Given data ▸
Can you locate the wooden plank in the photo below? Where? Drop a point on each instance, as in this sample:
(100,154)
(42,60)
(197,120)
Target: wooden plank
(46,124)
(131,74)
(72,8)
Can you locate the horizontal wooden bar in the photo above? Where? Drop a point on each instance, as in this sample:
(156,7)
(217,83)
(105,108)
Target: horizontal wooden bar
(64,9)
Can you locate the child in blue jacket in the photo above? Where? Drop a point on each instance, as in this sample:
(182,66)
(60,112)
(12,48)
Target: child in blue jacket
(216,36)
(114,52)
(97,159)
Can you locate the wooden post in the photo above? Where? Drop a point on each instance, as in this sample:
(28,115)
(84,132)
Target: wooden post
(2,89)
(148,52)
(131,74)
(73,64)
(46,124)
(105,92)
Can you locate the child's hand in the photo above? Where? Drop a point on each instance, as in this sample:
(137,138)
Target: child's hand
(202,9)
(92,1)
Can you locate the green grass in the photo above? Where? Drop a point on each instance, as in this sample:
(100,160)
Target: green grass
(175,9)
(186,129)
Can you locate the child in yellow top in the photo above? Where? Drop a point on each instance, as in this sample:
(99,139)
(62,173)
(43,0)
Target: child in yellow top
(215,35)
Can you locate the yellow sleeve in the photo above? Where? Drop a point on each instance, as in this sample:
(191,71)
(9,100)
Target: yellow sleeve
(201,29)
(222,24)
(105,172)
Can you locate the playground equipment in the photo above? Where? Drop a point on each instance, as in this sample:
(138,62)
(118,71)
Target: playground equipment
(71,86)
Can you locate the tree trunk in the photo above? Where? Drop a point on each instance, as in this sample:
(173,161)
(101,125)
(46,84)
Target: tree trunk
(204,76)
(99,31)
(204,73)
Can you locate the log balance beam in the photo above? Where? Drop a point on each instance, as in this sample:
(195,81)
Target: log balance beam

Stated problem ▸
Copy out every line of the listing above, unchanged and in the same order.

Written solution ▸
Can you locate the wooden plank in the photo below? Where? Drop a point on each instance, as in this sample:
(100,154)
(42,60)
(197,120)
Target: wooden plank
(46,124)
(131,74)
(72,8)
Can you locate the horizontal wooden bar in the photo above? Where? Drop a point on each instance, as in this sample:
(156,7)
(217,83)
(105,108)
Target: horizontal wooden bar
(64,9)
Can you locate the child in blue jacket in the photo above? Where? Drop a point on each instance, as in this sample:
(182,66)
(60,112)
(12,48)
Target: child in blue jacket
(216,36)
(114,52)
(97,159)
Can you locate the wooden post in the photo above? Where? Drop a point on each instance, as in this sample:
(28,115)
(84,132)
Target: wooden post
(2,89)
(148,52)
(131,74)
(73,64)
(46,124)
(105,92)
Can you locate the child's hand in the photo above? Where? Drop a point on each instance, as in this sample:
(137,138)
Target: child's hand
(202,9)
(92,1)
Can you locate the green grass in the photo above? Where? Drop a point on each instance, as in this sample:
(100,160)
Target: green grass
(175,9)
(186,129)
Can you locate the child in yellow top in the photo above? Where? Drop a point on each instance, as in this sample:
(99,139)
(62,173)
(43,0)
Target: child in yellow top
(215,35)
Can you locate the yellow sleeve in the photo above? Where? Drop a point on each instance, as in this sample:
(191,71)
(9,100)
Target: yellow sleeve
(201,29)
(222,24)
(105,172)
Can you locate the playground equipment in the photo above? Where? Drop a point on each instance, as in this sample:
(138,62)
(118,71)
Target: playground equipment
(71,86)
Can you locate the tree trunk in the photo above? Where? Drop a point on each instance, as in this sample:
(173,161)
(101,125)
(46,84)
Target: tree trunk
(204,76)
(99,31)
(204,73)
Can you locate the log balance beam in the photo above? Where? Drop a point on each instance, as in this sample:
(195,81)
Target: log balance beam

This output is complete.